= What you should do =
Down to the last line, copy the records below without any change.

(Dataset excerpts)

____

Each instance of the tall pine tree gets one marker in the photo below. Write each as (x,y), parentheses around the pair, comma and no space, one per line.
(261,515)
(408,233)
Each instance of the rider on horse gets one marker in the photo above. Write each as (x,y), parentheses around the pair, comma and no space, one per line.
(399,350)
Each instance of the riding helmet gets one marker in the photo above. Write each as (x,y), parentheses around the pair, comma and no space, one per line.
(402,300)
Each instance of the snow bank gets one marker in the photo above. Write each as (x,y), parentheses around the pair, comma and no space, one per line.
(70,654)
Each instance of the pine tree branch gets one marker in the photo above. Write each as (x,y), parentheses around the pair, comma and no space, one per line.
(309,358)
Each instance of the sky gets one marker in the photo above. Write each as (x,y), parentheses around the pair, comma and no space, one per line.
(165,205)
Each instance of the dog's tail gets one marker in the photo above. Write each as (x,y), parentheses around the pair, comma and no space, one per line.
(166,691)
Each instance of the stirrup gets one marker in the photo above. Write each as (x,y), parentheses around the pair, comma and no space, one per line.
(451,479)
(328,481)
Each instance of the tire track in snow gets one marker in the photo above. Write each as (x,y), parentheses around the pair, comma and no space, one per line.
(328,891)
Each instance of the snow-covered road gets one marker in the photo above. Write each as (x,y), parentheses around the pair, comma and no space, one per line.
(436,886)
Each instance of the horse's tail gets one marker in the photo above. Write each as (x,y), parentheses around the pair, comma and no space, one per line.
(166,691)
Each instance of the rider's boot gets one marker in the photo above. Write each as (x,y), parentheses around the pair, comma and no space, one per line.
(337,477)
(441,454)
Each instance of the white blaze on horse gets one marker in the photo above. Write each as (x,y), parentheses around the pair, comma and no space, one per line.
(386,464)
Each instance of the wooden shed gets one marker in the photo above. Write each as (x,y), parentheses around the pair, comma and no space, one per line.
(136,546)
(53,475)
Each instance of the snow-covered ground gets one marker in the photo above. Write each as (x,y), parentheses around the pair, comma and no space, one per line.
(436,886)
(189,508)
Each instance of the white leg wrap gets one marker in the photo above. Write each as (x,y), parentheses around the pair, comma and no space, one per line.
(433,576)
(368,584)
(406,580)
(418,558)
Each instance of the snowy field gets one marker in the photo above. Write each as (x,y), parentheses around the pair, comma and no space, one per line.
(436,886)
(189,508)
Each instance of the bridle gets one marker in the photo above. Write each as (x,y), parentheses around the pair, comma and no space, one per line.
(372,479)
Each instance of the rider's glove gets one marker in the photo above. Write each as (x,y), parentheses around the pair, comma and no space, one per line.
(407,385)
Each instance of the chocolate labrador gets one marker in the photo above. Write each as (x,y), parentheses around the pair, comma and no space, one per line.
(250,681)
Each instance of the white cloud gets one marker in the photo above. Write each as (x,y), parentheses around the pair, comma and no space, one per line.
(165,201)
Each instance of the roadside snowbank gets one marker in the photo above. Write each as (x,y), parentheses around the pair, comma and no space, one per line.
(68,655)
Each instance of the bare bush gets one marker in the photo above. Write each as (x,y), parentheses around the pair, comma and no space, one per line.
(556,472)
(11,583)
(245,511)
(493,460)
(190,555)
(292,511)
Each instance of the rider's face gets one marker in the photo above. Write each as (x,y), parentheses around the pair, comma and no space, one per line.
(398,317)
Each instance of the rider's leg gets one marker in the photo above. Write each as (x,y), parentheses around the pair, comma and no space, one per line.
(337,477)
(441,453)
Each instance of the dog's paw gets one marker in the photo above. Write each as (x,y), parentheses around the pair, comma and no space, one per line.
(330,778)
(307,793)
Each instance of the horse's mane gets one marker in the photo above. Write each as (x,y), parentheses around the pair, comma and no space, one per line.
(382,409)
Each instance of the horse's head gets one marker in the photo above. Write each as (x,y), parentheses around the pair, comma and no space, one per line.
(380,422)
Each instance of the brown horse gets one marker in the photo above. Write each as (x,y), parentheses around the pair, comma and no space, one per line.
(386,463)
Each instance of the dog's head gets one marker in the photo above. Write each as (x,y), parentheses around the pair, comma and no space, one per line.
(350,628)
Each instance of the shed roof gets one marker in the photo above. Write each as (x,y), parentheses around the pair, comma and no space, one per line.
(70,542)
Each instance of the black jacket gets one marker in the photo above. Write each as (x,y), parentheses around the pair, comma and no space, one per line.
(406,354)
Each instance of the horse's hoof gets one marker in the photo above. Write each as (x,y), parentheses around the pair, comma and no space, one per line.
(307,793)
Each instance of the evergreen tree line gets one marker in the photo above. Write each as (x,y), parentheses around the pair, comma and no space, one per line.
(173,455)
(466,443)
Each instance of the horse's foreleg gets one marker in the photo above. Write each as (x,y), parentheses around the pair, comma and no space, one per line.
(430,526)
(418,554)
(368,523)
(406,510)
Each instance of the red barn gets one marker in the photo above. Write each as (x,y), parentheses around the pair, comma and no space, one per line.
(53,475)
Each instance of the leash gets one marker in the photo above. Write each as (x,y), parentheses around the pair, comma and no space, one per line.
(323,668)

____

= Solution to the problem =
Each instance of the tall pine tree gets one marker in the photo below. Write each as (x,y), parentheses around the pair, comma and no space, one per line.
(261,515)
(408,233)
Each instance of the rider on horse gets one marker in the photo above. Write each as (x,y), parentheses around the pair, comma and no space, one per line.
(399,350)
Each instance of the riding helmet gets one marker in the photo above. Write each as (x,y), parentheses around the pair, comma and no space, one per line.
(402,300)
Each instance of the snow bank gets one marker in the photo above. Write each as (x,y), parentheses around the pair, comma and no space, one per line.
(70,654)
Each instance of the pine tree branch gets one marker in the photo above. Write each as (x,y), parentheses around the pair, comma and no space, one per line.
(309,358)
Each instance of the sky gets one marker in the photo above. Write each as (x,y), parentheses around the pair, comma and no space, one per line.
(165,205)
Each instance of the dog's tail gets one marker in the photo above. Write each as (x,y), parentheses around the pair, comma and no space, one per line.
(166,691)
Each instance of the stirrup gets one marker in the photo above. Write each as (x,y), parentheses around the pair, comma and no space, one per line.
(451,479)
(328,481)
Each instance of the tire track in snow gets one marker in the photo above. Write each as (x,y), parentheses around the pair, comma and no space, one per line.
(328,891)
Each instance of the snow-covered road gets one marker in the photo above. Write each as (x,y), parentheses around the pair, comma and no space, one per line.
(436,886)
Each instance of the horse's tail gets one marker in the photo above. Write each as (x,y), parentheses around the pair, comma and no space, one per line.
(166,691)
Each instance of the rider's boot gets one marker in the photo above. Write each as (x,y), parentheses around the pair, comma and no space, one per line.
(337,477)
(441,454)
Each instance of the white blaze on horse gets one marker in the photo above. Write each as (x,y), parentheses around the pair, comma and no space, one per line.
(386,464)
Each instance of the wooden shed gets one marker in the photo above. Write each as (x,y), parentheses around the pair, comma and no space, one per line.
(136,546)
(53,475)
Each instance of the snow-covered ground gets one marker in the photo above. Write each as (x,y), parentheses around the pair, comma and no space, one per line.
(436,886)
(189,508)
Each instance of the white leg wrap gets one marker in the photo above. Write each as (x,y), parentheses around the pair, comma and no space, one per line.
(433,576)
(368,584)
(406,580)
(418,558)
Each instance of the snowy field gets one marker in the photo above. Write each as (x,y), parentheses around the pair, comma and no space, one per line.
(436,886)
(189,508)
Each instance of the bridle gets one marker in the photo above. Write each as (x,y), parentheses around the pair, comma and no space, one per line.
(372,479)
Each instance of the rider's glove gets one marker in the photo above. Write each as (x,y), parentheses around the pair, comma and no space, one per line.
(407,385)
Each instance of the chocolate labrador gets one marker in the photo above. Write each as (x,y), parentheses around the pair, comma and no space, one per line.
(250,681)
Each instance of the white cloud gets one marker in the photo above. Write each as (x,y), parentheses around the pair, comma and no space, one per line.
(165,201)
Each instance of the roadside snowbank gets one marker in the photo above. Write each as (x,y), parentheses around the pair, comma and no space, one per line.
(68,655)
Each instance of the bare bush gets one marker in the photo above. Write each as (x,y), parentheses around the pair, comma and no space, one per line.
(556,472)
(11,583)
(245,511)
(493,460)
(190,555)
(292,511)
Each instance of the rider's face gets one marker in the photo above. Write each as (x,y), parentheses around the pair, comma and no space, one per line.
(398,317)
Each instance of the rider's leg gets one marker in the photo above. Write each as (x,y), parentheses around the pair, comma and no space, one per line.
(337,477)
(441,453)
Each instance of the dog's paw gets one marker in the photo above. Write each as (x,y), parentheses around the pair, comma and no space, one per line.
(330,778)
(307,793)
Each instance of the horse's mane gets one marker in the photo above. Write each as (x,y), parentheses around the pair, comma and no space, one per line.
(382,409)
Each instance of the horse's head gets one marker in the photo above. Write each as (x,y), parentheses around the pair, comma and no space, one per line.
(380,422)
Each instance of the brown horse gets one marker in the photo above. Write each as (x,y), parentheses around the pair, comma and no space, one per line.
(386,463)
Each instance of the dog's head gets one marker in the photo above. Write each as (x,y), parentheses around the pair, comma and no space, one per line.
(350,628)
Each instance of the shed roof gets one marker in the photo above. Write each as (x,y), parentheses around the pair, comma and no space, one per line.
(70,542)
Each instance of the black jacket gets one marker in the photo above. Write each as (x,y), parentheses around the pair, comma and no space, one per line.
(406,354)
Each instance of the horse's hoof gets one marker in the photo above. Write each as (x,y), parentheses around the pair, comma and no space, one per line.
(307,793)
Each instance of the evergreen tree line gets one marker in the photo above. Write each as (x,y), parentheses around the pair, comma and no space, one per line.
(173,455)
(466,443)
Each instance of the horse's foreleg gets one marker in the photo above. Write each as (x,y), parentheses around the pair, comma and no space, one per line.
(430,526)
(418,554)
(368,523)
(406,510)
Each instance of the red barn gets one marker in the photo above. Write each as (x,y), parentheses around the pair, comma and no space, one per line.
(53,475)
Each instance of the leash gets one marker in the photo above. Write each as (x,y), parentheses around the pair, comma and no space, one per line.
(323,668)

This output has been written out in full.